Exercise directions: Tally the lines in the rows below that contain the string "duckling", counting only matches in that exact case. How many are there? Reply with the number alone.
-- Start Material for this exercise --
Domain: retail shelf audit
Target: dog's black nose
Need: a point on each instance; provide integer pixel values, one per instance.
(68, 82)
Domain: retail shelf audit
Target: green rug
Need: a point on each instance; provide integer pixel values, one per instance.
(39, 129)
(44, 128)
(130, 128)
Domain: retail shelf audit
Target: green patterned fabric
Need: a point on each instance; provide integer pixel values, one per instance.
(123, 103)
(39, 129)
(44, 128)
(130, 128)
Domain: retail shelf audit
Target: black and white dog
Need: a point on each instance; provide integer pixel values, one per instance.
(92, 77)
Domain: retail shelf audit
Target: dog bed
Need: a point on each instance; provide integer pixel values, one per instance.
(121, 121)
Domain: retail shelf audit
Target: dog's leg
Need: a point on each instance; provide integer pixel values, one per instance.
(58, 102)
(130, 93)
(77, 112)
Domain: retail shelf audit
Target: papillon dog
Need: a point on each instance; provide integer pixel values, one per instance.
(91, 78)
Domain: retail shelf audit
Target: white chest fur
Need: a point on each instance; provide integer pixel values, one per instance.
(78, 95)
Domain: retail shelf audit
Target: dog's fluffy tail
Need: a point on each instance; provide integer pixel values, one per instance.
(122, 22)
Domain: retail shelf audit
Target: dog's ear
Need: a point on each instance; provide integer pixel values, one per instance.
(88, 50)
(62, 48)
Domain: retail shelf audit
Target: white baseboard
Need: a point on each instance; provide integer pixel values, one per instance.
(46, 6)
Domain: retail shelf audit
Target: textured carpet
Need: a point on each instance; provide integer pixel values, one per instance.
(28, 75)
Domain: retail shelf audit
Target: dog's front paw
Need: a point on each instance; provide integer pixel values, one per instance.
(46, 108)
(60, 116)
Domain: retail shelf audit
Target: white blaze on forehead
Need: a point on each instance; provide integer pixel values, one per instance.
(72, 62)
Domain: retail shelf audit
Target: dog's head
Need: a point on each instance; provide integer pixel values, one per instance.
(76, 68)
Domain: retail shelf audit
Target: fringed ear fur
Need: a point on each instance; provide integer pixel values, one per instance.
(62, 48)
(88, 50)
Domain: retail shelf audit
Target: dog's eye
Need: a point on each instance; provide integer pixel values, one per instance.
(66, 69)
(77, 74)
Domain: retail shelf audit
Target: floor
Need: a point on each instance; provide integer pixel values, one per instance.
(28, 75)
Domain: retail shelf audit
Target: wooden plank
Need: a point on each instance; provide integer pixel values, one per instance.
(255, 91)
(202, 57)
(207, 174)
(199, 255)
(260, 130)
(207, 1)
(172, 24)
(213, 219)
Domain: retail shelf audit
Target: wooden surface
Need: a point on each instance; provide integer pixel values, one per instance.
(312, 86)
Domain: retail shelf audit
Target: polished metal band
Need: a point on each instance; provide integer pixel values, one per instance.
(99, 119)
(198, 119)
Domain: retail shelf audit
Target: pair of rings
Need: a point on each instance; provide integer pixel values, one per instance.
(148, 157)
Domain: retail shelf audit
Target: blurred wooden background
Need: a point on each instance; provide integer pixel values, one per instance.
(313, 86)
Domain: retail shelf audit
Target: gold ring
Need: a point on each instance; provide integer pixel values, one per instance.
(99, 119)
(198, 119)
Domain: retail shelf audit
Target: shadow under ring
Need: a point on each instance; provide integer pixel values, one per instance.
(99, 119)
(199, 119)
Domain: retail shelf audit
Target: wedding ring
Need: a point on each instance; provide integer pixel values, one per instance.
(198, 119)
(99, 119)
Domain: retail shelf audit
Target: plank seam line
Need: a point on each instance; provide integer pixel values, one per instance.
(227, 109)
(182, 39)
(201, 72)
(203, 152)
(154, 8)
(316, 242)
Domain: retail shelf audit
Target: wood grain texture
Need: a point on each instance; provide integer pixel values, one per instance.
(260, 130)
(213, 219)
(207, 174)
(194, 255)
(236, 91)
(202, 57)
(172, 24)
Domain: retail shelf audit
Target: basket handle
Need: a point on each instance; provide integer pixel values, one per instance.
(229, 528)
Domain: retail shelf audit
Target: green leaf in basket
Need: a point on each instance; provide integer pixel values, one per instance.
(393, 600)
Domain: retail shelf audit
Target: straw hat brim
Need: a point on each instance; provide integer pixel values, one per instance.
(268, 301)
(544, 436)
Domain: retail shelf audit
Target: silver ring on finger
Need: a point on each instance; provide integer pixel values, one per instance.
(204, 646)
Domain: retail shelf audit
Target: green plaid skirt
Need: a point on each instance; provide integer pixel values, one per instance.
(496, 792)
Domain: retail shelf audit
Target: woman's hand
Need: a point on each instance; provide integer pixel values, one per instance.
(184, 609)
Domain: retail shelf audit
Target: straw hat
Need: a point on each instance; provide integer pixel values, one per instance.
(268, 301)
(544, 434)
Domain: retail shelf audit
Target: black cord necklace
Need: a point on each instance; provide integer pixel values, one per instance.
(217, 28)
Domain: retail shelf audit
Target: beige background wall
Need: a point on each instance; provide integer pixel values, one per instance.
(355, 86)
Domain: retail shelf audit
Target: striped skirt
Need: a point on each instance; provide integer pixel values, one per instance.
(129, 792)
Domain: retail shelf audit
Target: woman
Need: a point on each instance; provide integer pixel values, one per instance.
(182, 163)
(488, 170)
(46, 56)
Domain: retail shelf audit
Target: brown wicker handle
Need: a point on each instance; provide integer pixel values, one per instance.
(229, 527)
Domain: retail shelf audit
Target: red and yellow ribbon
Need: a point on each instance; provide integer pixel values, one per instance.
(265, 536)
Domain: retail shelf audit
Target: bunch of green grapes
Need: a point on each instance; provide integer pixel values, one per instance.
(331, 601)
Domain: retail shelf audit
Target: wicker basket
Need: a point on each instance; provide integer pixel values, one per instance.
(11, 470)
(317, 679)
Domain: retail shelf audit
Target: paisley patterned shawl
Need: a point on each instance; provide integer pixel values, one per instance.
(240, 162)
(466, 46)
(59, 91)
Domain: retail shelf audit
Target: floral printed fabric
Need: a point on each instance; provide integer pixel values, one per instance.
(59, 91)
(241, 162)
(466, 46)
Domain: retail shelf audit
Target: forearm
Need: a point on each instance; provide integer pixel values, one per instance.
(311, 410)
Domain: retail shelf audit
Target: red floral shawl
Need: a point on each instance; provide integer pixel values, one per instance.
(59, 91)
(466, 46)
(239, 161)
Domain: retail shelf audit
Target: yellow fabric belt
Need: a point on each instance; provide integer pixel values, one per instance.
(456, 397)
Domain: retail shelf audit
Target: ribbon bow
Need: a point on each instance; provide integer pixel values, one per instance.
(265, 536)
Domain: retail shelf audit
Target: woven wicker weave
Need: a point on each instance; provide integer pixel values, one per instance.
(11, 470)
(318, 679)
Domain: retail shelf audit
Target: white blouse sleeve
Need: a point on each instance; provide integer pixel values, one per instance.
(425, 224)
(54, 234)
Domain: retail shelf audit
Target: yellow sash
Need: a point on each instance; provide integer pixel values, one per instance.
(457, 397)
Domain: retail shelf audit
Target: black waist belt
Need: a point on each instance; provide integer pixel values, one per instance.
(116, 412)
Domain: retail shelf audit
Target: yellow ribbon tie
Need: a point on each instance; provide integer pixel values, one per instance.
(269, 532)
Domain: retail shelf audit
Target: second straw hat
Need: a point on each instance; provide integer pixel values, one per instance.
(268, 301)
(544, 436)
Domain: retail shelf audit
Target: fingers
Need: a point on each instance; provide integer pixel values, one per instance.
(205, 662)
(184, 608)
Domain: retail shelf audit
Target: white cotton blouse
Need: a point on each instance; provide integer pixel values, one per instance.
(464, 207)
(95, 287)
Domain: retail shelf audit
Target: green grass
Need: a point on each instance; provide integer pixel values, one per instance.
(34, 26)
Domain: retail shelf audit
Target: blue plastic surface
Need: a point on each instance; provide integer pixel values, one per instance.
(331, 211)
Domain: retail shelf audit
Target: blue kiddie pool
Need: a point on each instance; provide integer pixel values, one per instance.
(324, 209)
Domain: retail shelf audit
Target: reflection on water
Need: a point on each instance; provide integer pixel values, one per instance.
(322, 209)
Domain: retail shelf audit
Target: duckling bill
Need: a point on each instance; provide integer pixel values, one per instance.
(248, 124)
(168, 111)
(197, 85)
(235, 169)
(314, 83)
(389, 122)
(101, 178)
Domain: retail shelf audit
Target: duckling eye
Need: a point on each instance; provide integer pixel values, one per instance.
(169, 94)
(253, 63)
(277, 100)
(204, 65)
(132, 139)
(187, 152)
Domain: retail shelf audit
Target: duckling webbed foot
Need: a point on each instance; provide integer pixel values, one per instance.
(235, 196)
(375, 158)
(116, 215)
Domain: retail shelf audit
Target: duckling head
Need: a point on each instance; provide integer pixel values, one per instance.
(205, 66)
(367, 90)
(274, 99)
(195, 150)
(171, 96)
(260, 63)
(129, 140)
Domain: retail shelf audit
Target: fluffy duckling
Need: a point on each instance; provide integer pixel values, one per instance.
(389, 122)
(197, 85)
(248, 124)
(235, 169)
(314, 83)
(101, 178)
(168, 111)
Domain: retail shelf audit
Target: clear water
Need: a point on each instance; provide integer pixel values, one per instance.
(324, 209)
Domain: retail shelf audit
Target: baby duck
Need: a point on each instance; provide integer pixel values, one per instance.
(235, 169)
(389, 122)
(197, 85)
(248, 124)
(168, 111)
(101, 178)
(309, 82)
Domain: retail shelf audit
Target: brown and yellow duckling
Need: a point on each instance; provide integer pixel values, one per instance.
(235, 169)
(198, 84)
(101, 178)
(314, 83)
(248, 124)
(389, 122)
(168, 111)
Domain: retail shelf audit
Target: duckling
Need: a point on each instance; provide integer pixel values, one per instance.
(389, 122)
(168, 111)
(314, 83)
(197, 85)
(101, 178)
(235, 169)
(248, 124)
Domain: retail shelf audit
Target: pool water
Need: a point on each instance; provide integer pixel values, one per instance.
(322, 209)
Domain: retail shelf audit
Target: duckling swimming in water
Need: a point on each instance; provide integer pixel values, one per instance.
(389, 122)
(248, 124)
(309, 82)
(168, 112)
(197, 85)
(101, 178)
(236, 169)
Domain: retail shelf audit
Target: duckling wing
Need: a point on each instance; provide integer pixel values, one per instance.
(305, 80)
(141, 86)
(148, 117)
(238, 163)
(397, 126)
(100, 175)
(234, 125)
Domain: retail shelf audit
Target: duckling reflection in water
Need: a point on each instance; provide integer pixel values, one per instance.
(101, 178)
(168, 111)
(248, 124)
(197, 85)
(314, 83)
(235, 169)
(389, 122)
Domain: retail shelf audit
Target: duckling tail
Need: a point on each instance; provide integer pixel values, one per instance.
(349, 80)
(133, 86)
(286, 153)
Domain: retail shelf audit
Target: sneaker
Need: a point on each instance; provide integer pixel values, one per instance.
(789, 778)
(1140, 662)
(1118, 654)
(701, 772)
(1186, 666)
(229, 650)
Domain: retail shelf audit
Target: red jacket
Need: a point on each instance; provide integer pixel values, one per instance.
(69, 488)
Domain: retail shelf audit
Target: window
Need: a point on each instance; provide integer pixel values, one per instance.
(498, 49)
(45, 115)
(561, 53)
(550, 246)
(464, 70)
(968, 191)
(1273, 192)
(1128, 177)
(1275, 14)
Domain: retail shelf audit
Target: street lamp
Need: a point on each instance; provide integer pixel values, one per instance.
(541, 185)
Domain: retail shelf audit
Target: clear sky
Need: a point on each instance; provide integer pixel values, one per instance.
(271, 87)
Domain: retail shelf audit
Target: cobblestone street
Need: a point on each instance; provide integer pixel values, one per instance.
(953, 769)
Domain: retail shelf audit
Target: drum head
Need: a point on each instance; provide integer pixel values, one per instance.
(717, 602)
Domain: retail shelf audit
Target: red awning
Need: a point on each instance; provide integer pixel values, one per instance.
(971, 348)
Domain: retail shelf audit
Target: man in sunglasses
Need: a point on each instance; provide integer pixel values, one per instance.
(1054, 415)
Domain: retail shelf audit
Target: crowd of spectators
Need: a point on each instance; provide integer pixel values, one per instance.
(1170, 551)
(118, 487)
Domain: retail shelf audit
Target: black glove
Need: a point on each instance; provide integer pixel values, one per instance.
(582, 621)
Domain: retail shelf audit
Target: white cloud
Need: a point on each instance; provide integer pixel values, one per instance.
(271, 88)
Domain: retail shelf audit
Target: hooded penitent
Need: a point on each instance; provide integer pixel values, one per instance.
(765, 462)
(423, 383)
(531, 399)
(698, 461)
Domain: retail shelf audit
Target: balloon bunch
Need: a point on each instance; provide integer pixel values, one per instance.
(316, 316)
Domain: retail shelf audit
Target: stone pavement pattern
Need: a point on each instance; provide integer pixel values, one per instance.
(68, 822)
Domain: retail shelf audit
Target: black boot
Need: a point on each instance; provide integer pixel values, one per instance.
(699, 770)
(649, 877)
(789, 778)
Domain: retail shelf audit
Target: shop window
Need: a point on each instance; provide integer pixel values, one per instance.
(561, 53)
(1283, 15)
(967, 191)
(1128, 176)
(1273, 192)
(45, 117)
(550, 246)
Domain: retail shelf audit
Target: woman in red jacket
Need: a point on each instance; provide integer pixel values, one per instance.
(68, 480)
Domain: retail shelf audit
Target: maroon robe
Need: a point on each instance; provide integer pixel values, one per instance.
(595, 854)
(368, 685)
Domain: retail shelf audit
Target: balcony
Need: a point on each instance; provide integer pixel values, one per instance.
-- End Material for this exercise --
Exercise response: 11